Plaque assays for phage titer quantification and cloning

Phage were plaqued on S2060 E. coli host cells containing the pJC175e plasmid to enable activity-independent propagation46. To prepare E. coli host cells at the appropriate growth phage for plaquing, an overnight culture of host cells (fresh or stored at 4 °C for up to 3 days) was diluted 50-fold in DRM containing the appropriate antibiotics. Cells were grown at 37 °C to an OD600 of 0.8–1.0 (~2 hours), at which point they were moved to an ice bucket during preparation of the phage. Phage stocks were serially diluted with DRM by a factor of 10 (up to 106-fold). To prepare plates for plaquing, molten 2×YT agar (1.5% agar, 55 °C) was mixed with Bluo-gal (Gold Biotechnology, 4% w/v in DCM) to a final concentration of 0.08% Bluo-gal. The molten agar mixture was pipetted into quadrants of a quartered Petri dish (2 ml per quadrant) and left at room temperature for 5 minutes to solidify. To prepare top agar, a 3:2 mixture of 2×YT medium and molten 2×YT medium agar (1.5%, resulting in a 0.6% agar final concentration) was prepared and stored at 55 °C until use. To plaque, 100 µl of cells were mixed with 10 µl of phage in 2-ml library tubes (VWR International). Then, 900 µl of warm top agar was added to the cell and phage mixture, pipetted to mix and then immediately pipetted onto the solid agar medium in one quarter of the petri dish. Top agar was allowed to set undisturbed for 2 minutes at 25 °C. Plates were then incubated, without inverting, at 37 °C overnight. Phage titers were determined by quantifying blue plaques. For higher-throughput plaquing, the reagents were adjusted for the wells of a 12-well plate as follows: 900 µl of bottom agar, 450 µl of top agar, 10 µl of phage and 100 µl of cells.

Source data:
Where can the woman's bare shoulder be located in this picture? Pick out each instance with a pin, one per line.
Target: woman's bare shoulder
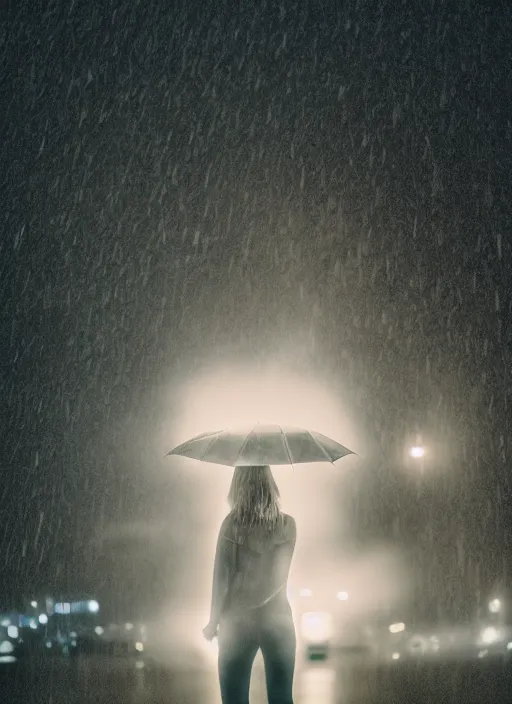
(289, 524)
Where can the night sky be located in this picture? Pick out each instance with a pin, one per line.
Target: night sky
(189, 181)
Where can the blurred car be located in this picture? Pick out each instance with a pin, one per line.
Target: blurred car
(326, 623)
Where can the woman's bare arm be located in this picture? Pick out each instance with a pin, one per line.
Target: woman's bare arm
(220, 575)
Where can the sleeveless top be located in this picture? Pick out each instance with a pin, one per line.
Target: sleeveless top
(258, 562)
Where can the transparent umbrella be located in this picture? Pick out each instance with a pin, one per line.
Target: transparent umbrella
(262, 445)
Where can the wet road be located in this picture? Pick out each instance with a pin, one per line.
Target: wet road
(130, 682)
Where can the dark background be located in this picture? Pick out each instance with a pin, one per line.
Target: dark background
(183, 181)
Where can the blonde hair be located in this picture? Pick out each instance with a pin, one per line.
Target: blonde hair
(254, 497)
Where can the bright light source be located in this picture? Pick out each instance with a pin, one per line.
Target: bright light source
(316, 627)
(397, 627)
(495, 606)
(490, 635)
(417, 452)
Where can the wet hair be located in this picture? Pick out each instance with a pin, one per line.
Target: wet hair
(254, 497)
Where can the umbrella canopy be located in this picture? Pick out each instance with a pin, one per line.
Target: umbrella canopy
(262, 445)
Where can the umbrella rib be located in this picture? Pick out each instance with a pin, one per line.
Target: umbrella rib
(286, 445)
(243, 446)
(210, 444)
(320, 446)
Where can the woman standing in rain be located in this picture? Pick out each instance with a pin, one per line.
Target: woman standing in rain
(250, 608)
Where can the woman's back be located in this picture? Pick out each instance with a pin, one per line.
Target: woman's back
(259, 559)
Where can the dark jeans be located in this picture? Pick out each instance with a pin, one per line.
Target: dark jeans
(241, 634)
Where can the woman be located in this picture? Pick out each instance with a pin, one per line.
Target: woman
(250, 607)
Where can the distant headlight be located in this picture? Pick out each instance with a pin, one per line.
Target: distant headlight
(316, 627)
(397, 628)
(490, 635)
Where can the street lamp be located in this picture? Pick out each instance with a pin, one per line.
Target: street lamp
(417, 452)
(495, 606)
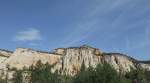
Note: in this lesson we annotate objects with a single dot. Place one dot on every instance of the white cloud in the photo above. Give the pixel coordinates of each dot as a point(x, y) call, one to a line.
point(30, 34)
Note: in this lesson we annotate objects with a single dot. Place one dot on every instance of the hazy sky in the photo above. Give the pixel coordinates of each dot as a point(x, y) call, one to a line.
point(110, 25)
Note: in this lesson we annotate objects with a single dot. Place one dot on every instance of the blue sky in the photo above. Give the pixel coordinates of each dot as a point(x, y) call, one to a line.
point(110, 25)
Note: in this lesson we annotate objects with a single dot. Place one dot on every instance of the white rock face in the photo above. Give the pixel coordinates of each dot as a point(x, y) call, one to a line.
point(75, 57)
point(68, 60)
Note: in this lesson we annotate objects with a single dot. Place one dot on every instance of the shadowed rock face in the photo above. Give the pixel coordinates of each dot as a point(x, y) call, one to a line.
point(69, 60)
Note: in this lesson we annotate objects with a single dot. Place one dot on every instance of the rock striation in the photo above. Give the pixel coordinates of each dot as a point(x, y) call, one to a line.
point(68, 60)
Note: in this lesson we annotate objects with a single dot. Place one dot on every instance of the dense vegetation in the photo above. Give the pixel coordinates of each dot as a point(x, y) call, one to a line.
point(101, 74)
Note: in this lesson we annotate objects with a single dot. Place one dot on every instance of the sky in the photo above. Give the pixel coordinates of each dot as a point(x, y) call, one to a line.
point(111, 25)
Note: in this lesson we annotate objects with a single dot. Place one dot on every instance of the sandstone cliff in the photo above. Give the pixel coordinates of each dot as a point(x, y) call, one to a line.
point(69, 60)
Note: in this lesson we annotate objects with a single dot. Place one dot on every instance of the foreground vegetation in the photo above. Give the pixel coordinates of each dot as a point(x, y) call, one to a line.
point(101, 74)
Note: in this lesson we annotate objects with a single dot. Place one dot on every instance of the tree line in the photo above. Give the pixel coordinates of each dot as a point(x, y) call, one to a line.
point(41, 73)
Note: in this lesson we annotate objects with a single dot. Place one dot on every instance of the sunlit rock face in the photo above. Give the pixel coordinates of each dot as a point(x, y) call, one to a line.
point(68, 60)
point(76, 56)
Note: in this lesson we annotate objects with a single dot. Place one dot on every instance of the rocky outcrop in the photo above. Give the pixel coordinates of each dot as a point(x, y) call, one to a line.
point(69, 60)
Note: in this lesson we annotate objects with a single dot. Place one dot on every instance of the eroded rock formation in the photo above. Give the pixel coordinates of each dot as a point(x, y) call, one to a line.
point(68, 60)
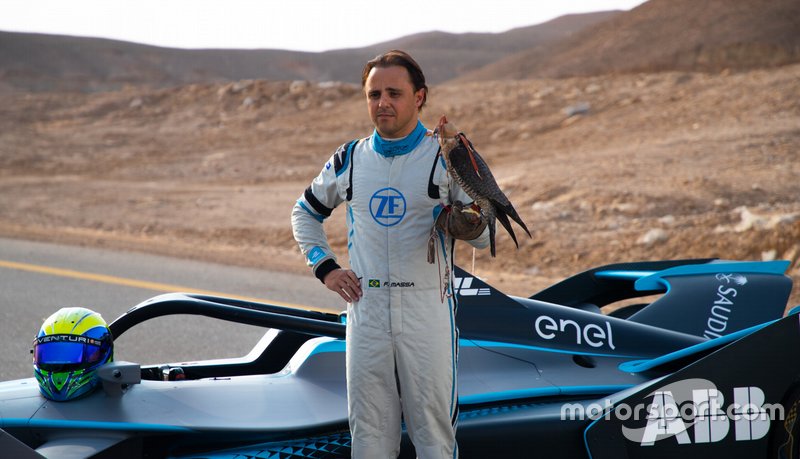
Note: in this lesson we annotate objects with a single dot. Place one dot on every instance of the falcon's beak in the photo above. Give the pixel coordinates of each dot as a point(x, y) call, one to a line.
point(439, 127)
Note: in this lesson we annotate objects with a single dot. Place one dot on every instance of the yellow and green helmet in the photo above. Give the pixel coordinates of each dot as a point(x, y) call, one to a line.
point(69, 348)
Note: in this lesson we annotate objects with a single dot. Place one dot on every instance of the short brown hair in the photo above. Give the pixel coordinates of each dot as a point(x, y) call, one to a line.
point(402, 59)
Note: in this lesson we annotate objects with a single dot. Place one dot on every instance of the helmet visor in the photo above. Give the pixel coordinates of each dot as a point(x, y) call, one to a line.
point(68, 352)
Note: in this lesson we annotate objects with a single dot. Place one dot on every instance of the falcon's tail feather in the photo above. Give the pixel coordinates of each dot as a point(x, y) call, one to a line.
point(507, 225)
point(492, 231)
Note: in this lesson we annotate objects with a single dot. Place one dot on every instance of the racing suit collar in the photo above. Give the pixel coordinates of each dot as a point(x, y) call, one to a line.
point(389, 148)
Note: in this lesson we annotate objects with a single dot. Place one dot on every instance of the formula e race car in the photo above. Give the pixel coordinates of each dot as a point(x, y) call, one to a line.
point(704, 369)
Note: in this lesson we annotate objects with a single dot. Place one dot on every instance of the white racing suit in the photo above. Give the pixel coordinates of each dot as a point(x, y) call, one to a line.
point(402, 341)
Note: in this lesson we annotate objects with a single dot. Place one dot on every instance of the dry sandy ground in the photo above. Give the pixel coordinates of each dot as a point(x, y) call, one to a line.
point(603, 169)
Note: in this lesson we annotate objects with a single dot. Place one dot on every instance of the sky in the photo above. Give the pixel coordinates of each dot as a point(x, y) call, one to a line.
point(301, 25)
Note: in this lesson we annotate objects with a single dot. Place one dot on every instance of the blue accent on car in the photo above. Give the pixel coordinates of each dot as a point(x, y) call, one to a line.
point(333, 445)
point(624, 275)
point(478, 343)
point(317, 216)
point(637, 366)
point(536, 392)
point(329, 346)
point(656, 281)
point(88, 425)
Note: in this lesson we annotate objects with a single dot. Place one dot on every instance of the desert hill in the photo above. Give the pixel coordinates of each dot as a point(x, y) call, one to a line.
point(38, 62)
point(659, 35)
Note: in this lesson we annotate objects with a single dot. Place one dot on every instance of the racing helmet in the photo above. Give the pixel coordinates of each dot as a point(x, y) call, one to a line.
point(69, 348)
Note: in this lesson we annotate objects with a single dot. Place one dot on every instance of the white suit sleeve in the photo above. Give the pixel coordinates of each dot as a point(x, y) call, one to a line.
point(311, 210)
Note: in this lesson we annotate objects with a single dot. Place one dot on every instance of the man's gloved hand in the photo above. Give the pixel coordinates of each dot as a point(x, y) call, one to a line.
point(460, 222)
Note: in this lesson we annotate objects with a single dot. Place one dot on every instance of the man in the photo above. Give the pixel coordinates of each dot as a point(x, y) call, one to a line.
point(401, 334)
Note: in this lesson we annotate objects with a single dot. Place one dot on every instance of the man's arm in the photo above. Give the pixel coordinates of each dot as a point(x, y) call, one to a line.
point(308, 215)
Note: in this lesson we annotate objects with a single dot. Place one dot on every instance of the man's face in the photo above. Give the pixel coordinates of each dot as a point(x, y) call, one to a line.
point(392, 102)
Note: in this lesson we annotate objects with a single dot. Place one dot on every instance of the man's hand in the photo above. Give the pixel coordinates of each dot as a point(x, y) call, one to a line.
point(345, 283)
point(461, 223)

* Exercise directions:
Answer these questions from the plaque assay passage:
(a) To what OD600 were the host cells grown at 37 °C?
(b) How much of the molten agar mixture was pipetted into each quadrant of the quartered Petri dish?
(c) In the 12-well plate format, how much top agar was used?
The entries have no connection to the plaque assay passage.

* Answer section:
(a) 0.8–1.0
(b) 2 ml
(c) 450 µl